* Start EXERCISE DATA *
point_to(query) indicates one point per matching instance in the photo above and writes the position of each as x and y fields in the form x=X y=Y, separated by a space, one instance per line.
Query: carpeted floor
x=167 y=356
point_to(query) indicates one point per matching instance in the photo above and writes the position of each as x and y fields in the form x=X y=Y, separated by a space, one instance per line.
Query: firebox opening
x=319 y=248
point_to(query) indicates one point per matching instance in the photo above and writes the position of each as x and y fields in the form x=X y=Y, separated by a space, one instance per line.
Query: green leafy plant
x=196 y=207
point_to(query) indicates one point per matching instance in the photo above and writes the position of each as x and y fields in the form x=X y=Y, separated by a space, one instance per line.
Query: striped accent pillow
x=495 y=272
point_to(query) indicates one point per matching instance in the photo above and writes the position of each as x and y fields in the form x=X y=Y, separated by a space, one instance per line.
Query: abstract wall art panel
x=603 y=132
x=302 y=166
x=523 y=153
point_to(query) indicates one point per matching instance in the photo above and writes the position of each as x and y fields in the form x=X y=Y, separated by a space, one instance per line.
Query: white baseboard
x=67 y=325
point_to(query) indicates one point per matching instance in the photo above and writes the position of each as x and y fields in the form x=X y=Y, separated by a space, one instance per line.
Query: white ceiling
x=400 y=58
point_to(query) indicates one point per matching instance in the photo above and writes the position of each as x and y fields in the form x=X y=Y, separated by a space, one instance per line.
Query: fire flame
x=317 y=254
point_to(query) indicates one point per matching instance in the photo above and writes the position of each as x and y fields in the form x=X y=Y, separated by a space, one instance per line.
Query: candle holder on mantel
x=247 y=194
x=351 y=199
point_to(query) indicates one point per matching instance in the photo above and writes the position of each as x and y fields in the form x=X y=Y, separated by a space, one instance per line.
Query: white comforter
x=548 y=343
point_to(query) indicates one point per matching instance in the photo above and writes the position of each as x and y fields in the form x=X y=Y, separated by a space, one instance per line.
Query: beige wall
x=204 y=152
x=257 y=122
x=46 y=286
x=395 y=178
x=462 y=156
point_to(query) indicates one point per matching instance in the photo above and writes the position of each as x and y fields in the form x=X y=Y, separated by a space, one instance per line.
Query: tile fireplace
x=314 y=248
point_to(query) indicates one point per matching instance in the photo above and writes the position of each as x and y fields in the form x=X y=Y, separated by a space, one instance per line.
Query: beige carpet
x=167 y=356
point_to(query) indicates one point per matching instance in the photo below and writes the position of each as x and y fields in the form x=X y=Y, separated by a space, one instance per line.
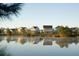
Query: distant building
x=47 y=29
* End EXERCISE DATA *
DO THIS
Please write out all the lines above again, replacing "point_to" with "mark_points" everywhere and changing nothing else. Leave the pictures out of your answer.

EXERCISE OUTPUT
mark_points(query) indicates one point per matching instance in the photo above and writes the position of each as x and y fields in the form x=X y=Y, separated by a space, one instance per line.
Query: carpeted floor
x=167 y=356
mark_points(query) indicates one point per matching instance in the photo above and writes the position of each as x and y fields in the form x=X y=Y, separated by a space, one instance per line.
Query: firebox opening
x=319 y=248
mark_points(query) indicates one point per matching instance in the photo above and writes the position of each as x and y fields in the form x=X y=Y, separated by a space, one instance per line.
Query: green leafy plant
x=196 y=207
mark_points(query) indicates one point per matching instance in the photo above and writes the position of each as x and y fields in the form x=X y=Y, separated by a space, one instance per line.
Query: striped accent pillow
x=495 y=272
mark_points(query) indicates one point per matching instance in the photo above and writes the position of each as x and y fields in the form x=X y=Y, separated by a space, one instance per line.
Query: abstract wall art panel
x=603 y=132
x=302 y=166
x=523 y=153
mark_points(query) indicates one point per matching instance in the photo above and writes the position of each as x and y fields in the form x=X y=Y, separated by a space, one instance per line.
Query: white baseboard
x=67 y=325
mark_points(query) indicates one point per matching instance in the photo above and writes the position of each as x and y fields in the form x=X y=Y, separated by a space, one instance per line.
Query: white ceiling
x=400 y=58
mark_points(query) indicates one point per matching instance in the photo above and writes the position of each as x and y fields in the form x=X y=Y, separated by a space, one instance per line.
Query: fire flame
x=317 y=254
mark_points(query) indicates one point per matching instance in the photo above and writes the position of each as x and y fields in the form x=X y=Y, separated by a space, one instance per line.
Query: candle holder on mantel
x=247 y=194
x=351 y=199
mark_points(query) indicates one point per matching instance in the photo above and writes the position of each as x and y fields in the form x=X y=Y, separated by a space, one instance per line.
Query: white comforter
x=548 y=343
mark_points(query) indicates one point per matching instance in the photo above and writes the position of each as x and y fields in the form x=X y=Y, separated by a space, one instance per line.
Query: beige wall
x=204 y=152
x=257 y=122
x=46 y=286
x=395 y=178
x=462 y=156
mark_points(query) indicates one point per matching instance in the photo above and writes the position of each as x and y fields in the form x=X y=Y, separated by a space, one instance per line.
Query: tile fireplace
x=314 y=248
mark_points(query) indicates one point per matching instance in the photo above and writes the position of each as x and y fields in the form x=X y=Y, separated by a space, one instance per line.
Query: beige carpet
x=167 y=356
mark_points(query) indicates one point per matching instance in the photo below and writes the position of each as x and y fields in the form x=X y=Y, separated by a space, one instance per line.
Query: distant building
x=47 y=29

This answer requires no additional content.